> _Written task_
Rewrite each of the entries below with "boxes" replaced by "rectangles", leaving every other line and character as it is.

-- Start Listing --

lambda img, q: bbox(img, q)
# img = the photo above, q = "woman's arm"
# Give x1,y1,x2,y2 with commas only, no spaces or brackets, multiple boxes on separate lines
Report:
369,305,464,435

-- End Listing --

> _Correct answer_
lambda img, q: bbox(img, q)
# img = the photo above, q = "woman's arm"
# Give x1,y1,x2,y2 with commas only, no spaces or brackets, multiple rectangles on separate lines
Report:
369,305,464,435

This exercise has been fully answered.